Stated problem ->
Reproduce each of the rows below verbatim, without any alteration.

Items ->
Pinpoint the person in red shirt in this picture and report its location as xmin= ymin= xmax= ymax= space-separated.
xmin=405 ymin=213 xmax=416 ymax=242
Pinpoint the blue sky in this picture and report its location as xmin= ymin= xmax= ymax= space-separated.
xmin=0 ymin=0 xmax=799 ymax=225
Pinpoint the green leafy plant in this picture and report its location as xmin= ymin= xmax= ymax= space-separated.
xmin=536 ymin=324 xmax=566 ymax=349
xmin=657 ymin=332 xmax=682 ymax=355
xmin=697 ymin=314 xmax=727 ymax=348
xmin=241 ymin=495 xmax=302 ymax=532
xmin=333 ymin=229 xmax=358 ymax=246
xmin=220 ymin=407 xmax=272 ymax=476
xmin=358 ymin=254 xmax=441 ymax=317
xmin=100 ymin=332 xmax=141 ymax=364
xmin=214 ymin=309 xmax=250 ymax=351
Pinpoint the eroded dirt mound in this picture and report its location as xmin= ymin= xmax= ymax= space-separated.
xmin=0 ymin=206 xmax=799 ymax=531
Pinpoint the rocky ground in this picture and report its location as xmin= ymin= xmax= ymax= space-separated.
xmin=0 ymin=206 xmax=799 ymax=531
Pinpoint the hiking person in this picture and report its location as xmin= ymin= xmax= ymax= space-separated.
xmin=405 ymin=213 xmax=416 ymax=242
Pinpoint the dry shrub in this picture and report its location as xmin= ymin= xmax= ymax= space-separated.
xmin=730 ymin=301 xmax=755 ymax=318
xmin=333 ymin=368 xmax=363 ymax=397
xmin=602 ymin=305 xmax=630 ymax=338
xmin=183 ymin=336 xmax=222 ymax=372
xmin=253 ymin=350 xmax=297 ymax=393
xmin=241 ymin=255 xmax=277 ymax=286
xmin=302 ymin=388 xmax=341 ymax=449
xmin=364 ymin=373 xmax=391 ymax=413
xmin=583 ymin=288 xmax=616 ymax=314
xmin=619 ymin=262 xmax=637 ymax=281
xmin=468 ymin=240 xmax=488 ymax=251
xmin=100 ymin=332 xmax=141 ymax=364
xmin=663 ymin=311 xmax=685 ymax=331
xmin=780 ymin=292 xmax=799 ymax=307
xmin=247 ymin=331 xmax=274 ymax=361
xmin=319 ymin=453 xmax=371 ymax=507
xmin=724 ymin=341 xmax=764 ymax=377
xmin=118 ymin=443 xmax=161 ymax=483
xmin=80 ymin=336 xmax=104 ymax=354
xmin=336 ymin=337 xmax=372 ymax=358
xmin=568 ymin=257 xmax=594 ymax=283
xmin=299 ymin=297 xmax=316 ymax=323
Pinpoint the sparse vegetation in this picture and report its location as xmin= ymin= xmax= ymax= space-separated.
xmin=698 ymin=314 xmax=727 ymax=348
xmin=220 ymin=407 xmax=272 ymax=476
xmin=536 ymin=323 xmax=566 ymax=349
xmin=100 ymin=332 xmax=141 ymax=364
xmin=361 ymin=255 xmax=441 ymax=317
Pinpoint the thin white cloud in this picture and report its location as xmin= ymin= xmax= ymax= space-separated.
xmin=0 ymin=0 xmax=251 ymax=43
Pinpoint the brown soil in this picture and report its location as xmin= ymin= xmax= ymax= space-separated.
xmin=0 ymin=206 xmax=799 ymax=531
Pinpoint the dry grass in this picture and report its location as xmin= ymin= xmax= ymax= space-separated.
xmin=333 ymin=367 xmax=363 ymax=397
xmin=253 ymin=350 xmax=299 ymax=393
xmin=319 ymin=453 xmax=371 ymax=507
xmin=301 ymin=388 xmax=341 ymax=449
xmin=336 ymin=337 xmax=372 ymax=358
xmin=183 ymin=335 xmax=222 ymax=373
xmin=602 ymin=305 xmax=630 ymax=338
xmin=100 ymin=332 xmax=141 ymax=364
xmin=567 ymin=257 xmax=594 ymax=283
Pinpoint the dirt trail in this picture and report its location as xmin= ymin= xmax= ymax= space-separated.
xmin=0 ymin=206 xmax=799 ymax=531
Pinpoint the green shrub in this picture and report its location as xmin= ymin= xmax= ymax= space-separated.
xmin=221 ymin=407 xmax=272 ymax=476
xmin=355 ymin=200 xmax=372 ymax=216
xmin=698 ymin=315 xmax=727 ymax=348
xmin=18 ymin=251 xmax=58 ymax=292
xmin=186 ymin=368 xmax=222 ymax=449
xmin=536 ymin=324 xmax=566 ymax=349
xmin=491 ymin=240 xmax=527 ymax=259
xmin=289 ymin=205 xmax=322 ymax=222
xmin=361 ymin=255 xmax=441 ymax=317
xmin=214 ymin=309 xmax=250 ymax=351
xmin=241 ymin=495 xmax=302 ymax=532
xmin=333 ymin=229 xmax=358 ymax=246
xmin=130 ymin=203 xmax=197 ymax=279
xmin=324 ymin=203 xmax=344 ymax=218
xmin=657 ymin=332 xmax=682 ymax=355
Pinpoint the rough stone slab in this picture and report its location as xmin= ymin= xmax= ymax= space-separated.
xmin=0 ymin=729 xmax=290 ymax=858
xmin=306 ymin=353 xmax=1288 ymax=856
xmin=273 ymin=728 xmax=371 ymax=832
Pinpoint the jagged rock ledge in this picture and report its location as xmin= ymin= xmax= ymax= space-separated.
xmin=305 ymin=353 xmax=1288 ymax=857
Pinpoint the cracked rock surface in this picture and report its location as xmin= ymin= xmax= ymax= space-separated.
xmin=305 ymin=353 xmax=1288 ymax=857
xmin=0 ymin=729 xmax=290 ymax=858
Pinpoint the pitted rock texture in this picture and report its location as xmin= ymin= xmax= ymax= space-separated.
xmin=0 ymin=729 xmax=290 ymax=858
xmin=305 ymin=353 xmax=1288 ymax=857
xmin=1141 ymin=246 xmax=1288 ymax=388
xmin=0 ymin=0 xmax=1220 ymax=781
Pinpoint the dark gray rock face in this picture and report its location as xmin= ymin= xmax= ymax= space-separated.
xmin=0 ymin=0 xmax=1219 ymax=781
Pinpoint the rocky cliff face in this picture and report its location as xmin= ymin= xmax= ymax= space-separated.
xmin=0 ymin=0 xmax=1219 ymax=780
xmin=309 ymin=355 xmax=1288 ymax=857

Output for this task ->
Pinpoint the person in red shirt in this picture and report its location as xmin= ymin= xmax= ymax= space-separated.
xmin=405 ymin=213 xmax=416 ymax=242
Pinpoint the blue sky in this picture and report its location as xmin= ymin= xmax= ymax= space-separated.
xmin=0 ymin=0 xmax=799 ymax=225
Pinpoint the green leafy plant in this picture and report its location as xmin= ymin= xmax= ymax= space-separated.
xmin=536 ymin=324 xmax=566 ymax=349
xmin=657 ymin=332 xmax=682 ymax=355
xmin=697 ymin=314 xmax=727 ymax=348
xmin=241 ymin=495 xmax=302 ymax=532
xmin=333 ymin=229 xmax=358 ymax=246
xmin=220 ymin=407 xmax=272 ymax=476
xmin=358 ymin=254 xmax=441 ymax=317
xmin=100 ymin=332 xmax=141 ymax=364
xmin=214 ymin=309 xmax=250 ymax=351
Pinpoint the eroded dirt mound in this picture and report its location as xmin= ymin= xmax= ymax= space-separated.
xmin=0 ymin=206 xmax=799 ymax=531
Pinpoint the rocky ground in this picture and report its location as xmin= ymin= xmax= ymax= space-separated.
xmin=0 ymin=206 xmax=799 ymax=531
Pinpoint the hiking person in this picture and report its location as xmin= ymin= xmax= ymax= space-separated.
xmin=405 ymin=213 xmax=416 ymax=242
Pinpoint the dry shrub in this picture and report its location as xmin= ymin= xmax= ymax= space-separated.
xmin=730 ymin=301 xmax=755 ymax=318
xmin=333 ymin=368 xmax=363 ymax=397
xmin=602 ymin=305 xmax=630 ymax=338
xmin=183 ymin=336 xmax=222 ymax=372
xmin=253 ymin=350 xmax=297 ymax=393
xmin=241 ymin=255 xmax=277 ymax=286
xmin=302 ymin=388 xmax=341 ymax=449
xmin=364 ymin=373 xmax=391 ymax=413
xmin=583 ymin=288 xmax=616 ymax=314
xmin=619 ymin=262 xmax=637 ymax=281
xmin=468 ymin=240 xmax=488 ymax=251
xmin=100 ymin=332 xmax=141 ymax=364
xmin=663 ymin=311 xmax=685 ymax=331
xmin=780 ymin=292 xmax=799 ymax=307
xmin=247 ymin=331 xmax=274 ymax=361
xmin=319 ymin=453 xmax=371 ymax=507
xmin=724 ymin=341 xmax=764 ymax=377
xmin=118 ymin=443 xmax=161 ymax=483
xmin=80 ymin=336 xmax=104 ymax=354
xmin=336 ymin=337 xmax=372 ymax=358
xmin=568 ymin=257 xmax=594 ymax=283
xmin=299 ymin=297 xmax=316 ymax=323
Pinpoint the sparse vegetation in this picture and report its location as xmin= ymin= xmax= ymax= space-separated.
xmin=698 ymin=314 xmax=727 ymax=348
xmin=220 ymin=407 xmax=272 ymax=476
xmin=536 ymin=323 xmax=566 ymax=349
xmin=100 ymin=332 xmax=141 ymax=364
xmin=361 ymin=255 xmax=441 ymax=317
Pinpoint the thin white cloud in this picture and report its location as xmin= ymin= xmax= ymax= space-separated.
xmin=0 ymin=0 xmax=251 ymax=43
Pinpoint the brown soil in this picture and report its location as xmin= ymin= xmax= ymax= space-separated.
xmin=0 ymin=206 xmax=799 ymax=531
Pinpoint the dry grass in this picture and report its location as xmin= ymin= xmax= ymax= space-separated.
xmin=333 ymin=367 xmax=363 ymax=397
xmin=253 ymin=350 xmax=299 ymax=393
xmin=319 ymin=453 xmax=371 ymax=507
xmin=301 ymin=388 xmax=341 ymax=449
xmin=336 ymin=337 xmax=372 ymax=358
xmin=183 ymin=335 xmax=222 ymax=373
xmin=602 ymin=305 xmax=630 ymax=338
xmin=100 ymin=332 xmax=141 ymax=364
xmin=567 ymin=257 xmax=594 ymax=283
Pinpoint the dirt trail in this picture and report its location as xmin= ymin= xmax= ymax= space-separated.
xmin=0 ymin=206 xmax=799 ymax=531
Pinpoint the green shrub in this picture and report its location as xmin= ymin= xmax= ymax= space-separated.
xmin=221 ymin=407 xmax=272 ymax=476
xmin=355 ymin=200 xmax=372 ymax=216
xmin=698 ymin=315 xmax=727 ymax=348
xmin=18 ymin=251 xmax=58 ymax=292
xmin=186 ymin=368 xmax=222 ymax=449
xmin=536 ymin=324 xmax=566 ymax=349
xmin=491 ymin=240 xmax=527 ymax=259
xmin=289 ymin=205 xmax=322 ymax=222
xmin=361 ymin=255 xmax=441 ymax=317
xmin=214 ymin=309 xmax=250 ymax=351
xmin=241 ymin=495 xmax=302 ymax=532
xmin=333 ymin=229 xmax=358 ymax=246
xmin=130 ymin=203 xmax=197 ymax=279
xmin=324 ymin=203 xmax=344 ymax=218
xmin=657 ymin=332 xmax=682 ymax=355
Pinpoint the rough stone slab in this picture and report its location as xmin= ymin= xmax= ymax= space-separated.
xmin=0 ymin=729 xmax=290 ymax=858
xmin=306 ymin=353 xmax=1288 ymax=856
xmin=273 ymin=728 xmax=371 ymax=832
Pinpoint the jagged rock ledge in this picture and report its location as xmin= ymin= xmax= ymax= space-separated.
xmin=305 ymin=353 xmax=1288 ymax=857
Pinpoint the cracked rock surface in this picture and report its location as xmin= ymin= xmax= ymax= space-separated.
xmin=305 ymin=353 xmax=1288 ymax=857
xmin=0 ymin=729 xmax=290 ymax=858
Pinpoint the pitted rock texture in this picture and report its location as xmin= ymin= xmax= ymax= space-separated.
xmin=0 ymin=729 xmax=290 ymax=858
xmin=305 ymin=353 xmax=1288 ymax=857
xmin=1141 ymin=246 xmax=1288 ymax=388
xmin=0 ymin=0 xmax=1220 ymax=781
Pinpoint the dark gray rock face in this picture and report its location as xmin= ymin= xmax= ymax= space-separated.
xmin=0 ymin=0 xmax=1219 ymax=781
Pinpoint the rocky cliff face in this picture and report its location as xmin= ymin= xmax= ymax= space-separated.
xmin=0 ymin=0 xmax=1219 ymax=780
xmin=309 ymin=355 xmax=1288 ymax=857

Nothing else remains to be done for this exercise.